**Directions for this task**
Convert all the rows below into a Markdown table with the columns "No." and "Line", giving each non-blank line its number and its text. Leave the pictures out of the answer.

**Task inputs**
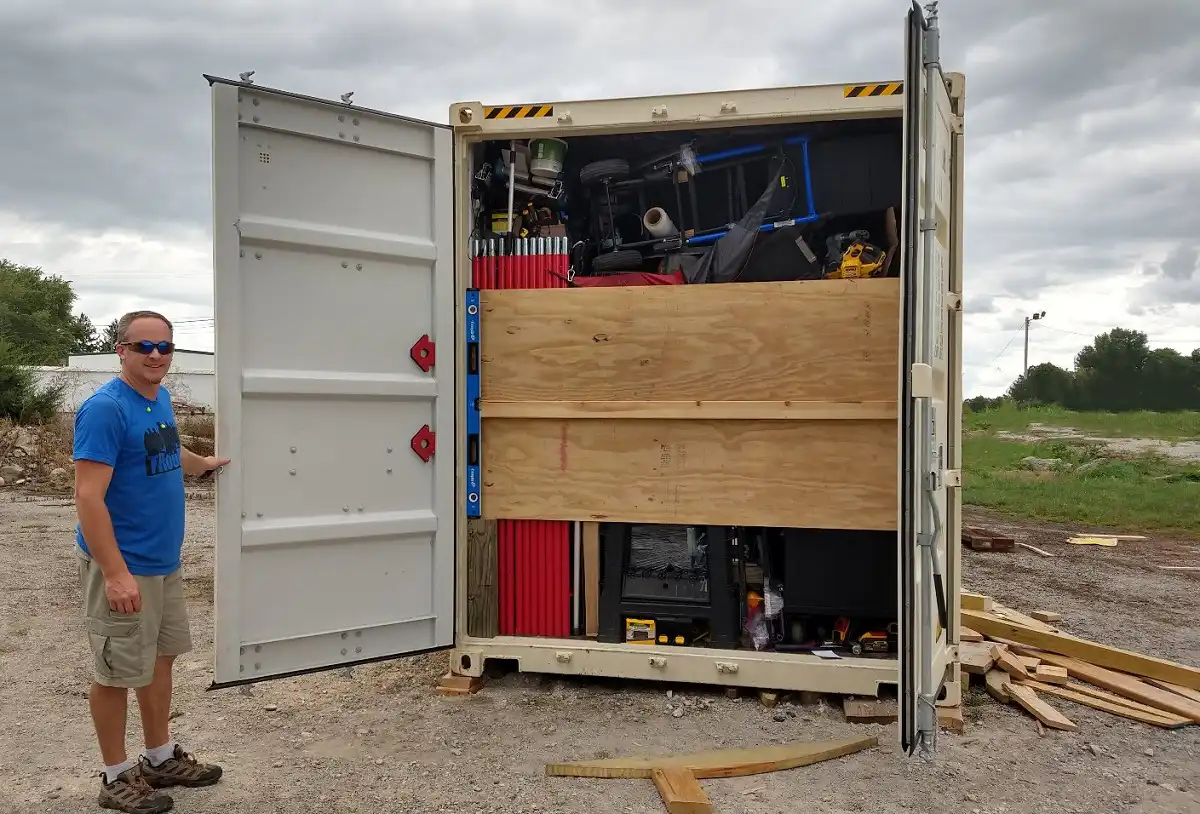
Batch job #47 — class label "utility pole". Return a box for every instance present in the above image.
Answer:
[1021,311,1046,376]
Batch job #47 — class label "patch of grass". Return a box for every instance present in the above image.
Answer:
[962,403,1200,441]
[962,436,1200,534]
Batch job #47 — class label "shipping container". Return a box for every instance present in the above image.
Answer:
[206,7,965,752]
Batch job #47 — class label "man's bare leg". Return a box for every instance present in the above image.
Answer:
[138,656,222,789]
[88,682,128,766]
[137,656,175,752]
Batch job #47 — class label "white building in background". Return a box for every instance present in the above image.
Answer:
[34,348,216,413]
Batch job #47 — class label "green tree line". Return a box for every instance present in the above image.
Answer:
[966,328,1200,413]
[0,258,116,421]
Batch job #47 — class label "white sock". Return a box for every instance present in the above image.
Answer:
[145,741,175,766]
[104,760,138,783]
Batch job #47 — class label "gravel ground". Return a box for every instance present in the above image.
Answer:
[0,492,1200,814]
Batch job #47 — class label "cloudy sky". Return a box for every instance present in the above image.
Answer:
[0,0,1200,395]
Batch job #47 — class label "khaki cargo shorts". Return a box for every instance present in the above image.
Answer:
[76,546,192,689]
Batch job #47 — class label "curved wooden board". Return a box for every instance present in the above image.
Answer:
[546,736,880,779]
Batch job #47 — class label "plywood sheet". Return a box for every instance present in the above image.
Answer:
[482,419,896,529]
[480,279,900,403]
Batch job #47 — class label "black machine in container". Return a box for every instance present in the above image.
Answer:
[598,523,739,648]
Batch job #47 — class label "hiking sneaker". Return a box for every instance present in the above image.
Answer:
[100,766,175,814]
[140,743,222,789]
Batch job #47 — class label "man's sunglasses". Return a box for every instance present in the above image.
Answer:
[118,340,175,357]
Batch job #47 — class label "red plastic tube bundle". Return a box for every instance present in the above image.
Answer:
[472,237,571,638]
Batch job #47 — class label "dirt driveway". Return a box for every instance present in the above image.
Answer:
[0,492,1200,814]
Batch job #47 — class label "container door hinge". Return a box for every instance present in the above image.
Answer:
[409,424,438,463]
[464,288,484,519]
[908,361,934,399]
[408,334,437,373]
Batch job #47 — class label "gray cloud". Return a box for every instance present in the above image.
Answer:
[1130,243,1200,315]
[0,0,1200,390]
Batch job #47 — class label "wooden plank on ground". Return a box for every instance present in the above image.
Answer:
[959,592,992,611]
[991,605,1061,633]
[1018,681,1189,729]
[482,419,896,531]
[841,695,900,726]
[984,669,1013,704]
[994,645,1030,678]
[467,520,500,639]
[1008,683,1079,732]
[581,523,600,638]
[959,641,996,676]
[960,609,1200,693]
[1067,681,1192,724]
[546,736,880,779]
[1146,678,1200,704]
[1026,657,1069,684]
[1008,653,1200,724]
[650,766,713,814]
[480,279,900,402]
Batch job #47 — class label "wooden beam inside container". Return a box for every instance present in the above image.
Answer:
[480,279,900,405]
[482,417,896,529]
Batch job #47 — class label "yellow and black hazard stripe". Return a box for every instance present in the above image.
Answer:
[841,82,904,97]
[484,104,554,119]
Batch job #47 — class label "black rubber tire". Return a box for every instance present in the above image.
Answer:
[592,249,644,274]
[580,158,629,185]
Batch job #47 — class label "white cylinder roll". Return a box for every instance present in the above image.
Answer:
[642,207,678,238]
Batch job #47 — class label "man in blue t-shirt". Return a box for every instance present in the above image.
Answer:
[74,311,229,814]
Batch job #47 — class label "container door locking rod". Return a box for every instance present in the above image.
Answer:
[467,288,484,517]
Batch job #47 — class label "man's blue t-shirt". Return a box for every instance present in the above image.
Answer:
[74,378,185,576]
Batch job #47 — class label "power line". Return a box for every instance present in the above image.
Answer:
[988,325,1025,370]
[1039,321,1200,345]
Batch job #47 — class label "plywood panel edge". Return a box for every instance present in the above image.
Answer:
[482,419,896,531]
[480,279,900,402]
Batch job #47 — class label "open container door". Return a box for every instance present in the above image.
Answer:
[899,2,952,758]
[206,77,455,687]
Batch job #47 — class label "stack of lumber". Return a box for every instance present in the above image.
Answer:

**The completed task**
| No. | Line |
|---|---|
| 1 | Batch job #47 — class label "utility pole". Return a box for every instance present in the above image. |
| 2 | Answer: |
| 3 | [1021,311,1046,376] |
| 4 | Batch job #47 — class label "patch of grass". Return a box for every instance present in the above image. |
| 5 | Answer: |
| 6 | [962,403,1200,441] |
| 7 | [962,436,1200,534] |
| 8 | Batch job #47 — class label "shipping container". Return a box for every instance present in the above image. |
| 9 | Answer: |
| 10 | [206,7,965,752] |
| 11 | Batch job #47 — class label "man's bare leg". Return a box for every instance present in the above image. |
| 12 | Answer: |
| 13 | [138,656,222,789] |
| 14 | [88,682,128,766] |
| 15 | [137,656,175,752] |
| 16 | Batch job #47 — class label "white building in background". Return a box for every instance present in the above image. |
| 17 | Answer: |
| 18 | [34,348,216,413] |
| 19 | Batch job #47 — class label "green tree line". Return a box for every instance present in the above image. |
| 20 | Answer: |
| 21 | [966,328,1200,413] |
| 22 | [0,258,116,421] |
| 23 | Batch job #47 — class label "white sock". Return a box for every instance present in the above image. |
| 24 | Answer: |
| 25 | [145,741,175,766] |
| 26 | [104,760,138,783] |
| 27 | Batch job #47 — class label "gravel ground". Return a box for every instance present in the above image. |
| 28 | Answer: |
| 29 | [0,492,1200,814] |
| 30 | Batch job #47 — class label "cloudy sky". Return a box for every instance present in the above image. |
| 31 | Answer: |
| 32 | [0,0,1200,395] |
| 33 | Batch job #47 — class label "khaki cargo shorts". Return a box for every instance present in the above image. |
| 34 | Answer: |
| 35 | [76,546,192,689] |
| 36 | Batch job #47 — class label "curved wooden board". Return a box for every instance present in the above image. |
| 37 | Answer: |
| 38 | [546,736,880,779] |
| 39 | Batch job #47 — class label "plywood sheet". Return a box for every instance present in the above image. |
| 40 | Answer: |
| 41 | [482,419,896,529] |
| 42 | [480,279,900,403] |
| 43 | Batch job #47 — class label "black machine in container". Return a box for every instance present in the above image. |
| 44 | Answer: |
| 45 | [598,523,739,648] |
| 46 | Batch job #47 — class label "hiking sneaker". Return a box for every instance present in the above image. |
| 47 | Answer: |
| 48 | [100,766,175,814] |
| 49 | [140,743,222,789] |
| 50 | Batch job #47 — class label "man's sunglasses". Return a box for every instance present in the above image. |
| 51 | Answer: |
| 52 | [118,340,175,357] |
| 53 | Batch job #47 — class label "red plastic tube bundle". Return a box for every instance present in the above image. |
| 54 | Answer: |
| 55 | [472,237,571,638] |
| 56 | Batch job #47 — class label "dirt driveway". Return a box for every instance present in the above image. |
| 57 | Answer: |
| 58 | [0,492,1200,814] |
| 59 | Batch job #47 — class label "container door hinge". Return a box for every instance present in the above image. |
| 60 | Answer: |
| 61 | [409,424,438,463] |
| 62 | [464,288,484,519] |
| 63 | [908,361,934,399] |
| 64 | [408,334,437,373] |
| 65 | Batch job #47 — class label "gray cloud". Return a box for every instance present in the above image. |
| 66 | Answer: |
| 67 | [1130,243,1200,315] |
| 68 | [0,0,1200,390] |
| 69 | Batch job #47 — class label "wooden plank on ground". Return a box for every instance present in the above image. |
| 70 | Answer: |
| 71 | [959,592,992,611] |
| 72 | [991,605,1061,633] |
| 73 | [1018,681,1189,729] |
| 74 | [482,419,896,531] |
| 75 | [841,695,900,726] |
| 76 | [984,669,1013,704] |
| 77 | [994,645,1030,678] |
| 78 | [467,520,500,639] |
| 79 | [1008,683,1079,732] |
| 80 | [581,523,600,638] |
| 81 | [959,641,996,676] |
| 82 | [960,609,1200,693] |
| 83 | [1067,681,1192,724] |
| 84 | [546,736,880,779] |
| 85 | [1146,678,1200,704] |
| 86 | [1026,657,1069,684] |
| 87 | [1008,653,1200,724] |
| 88 | [650,766,713,814] |
| 89 | [480,279,900,402] |
| 90 | Batch job #47 — class label "wooden beam inside container". Return a box for every instance present in the above image. |
| 91 | Answer: |
| 92 | [480,279,900,405] |
| 93 | [482,417,896,529] |
| 94 | Batch job #47 — class label "yellow and black hazard stripe". Return a box for every instance present in the above image. |
| 95 | Answer: |
| 96 | [841,82,904,97] |
| 97 | [484,104,554,119] |
| 98 | Batch job #47 — class label "black rubber tire". Return a box for every instance present in the above image. |
| 99 | Answer: |
| 100 | [592,249,644,274] |
| 101 | [580,158,629,185] |
| 102 | Batch job #47 — class label "white cylinder roll". Return a box for every instance present in the above image. |
| 103 | Answer: |
| 104 | [642,207,678,238] |
| 105 | Batch job #47 — class label "man in blue t-shirt". Return a box for every instance present in the above image. |
| 106 | Answer: |
| 107 | [74,311,229,814] |
| 108 | Batch job #47 — class label "container door locking rod". Return a box for every instance present in the above image. |
| 109 | Answer: |
| 110 | [467,288,484,517] |
| 111 | Batch job #47 — class label "man's blue t-shirt". Return a box for every instance present in the above image. |
| 112 | Answer: |
| 113 | [74,378,185,576] |
| 114 | Batch job #47 — class label "power line". Return a box for every instance present in the above image. |
| 115 | Answer: |
| 116 | [988,325,1025,370] |
| 117 | [1039,321,1200,345] |
| 118 | Batch job #47 — class label "plywood panel edge". Return a box for every instance present in the above image. |
| 119 | Answer: |
| 120 | [482,419,896,531] |
| 121 | [480,279,900,402] |
| 122 | Batch job #47 — class label "open container door". Return a box for every instance present in the above image. |
| 123 | Answer: |
| 124 | [899,2,952,758] |
| 125 | [206,77,455,687] |
| 126 | Batch job #47 — class label "stack of lumber". Return a box for every instance present in the above image. |
| 127 | Answer: |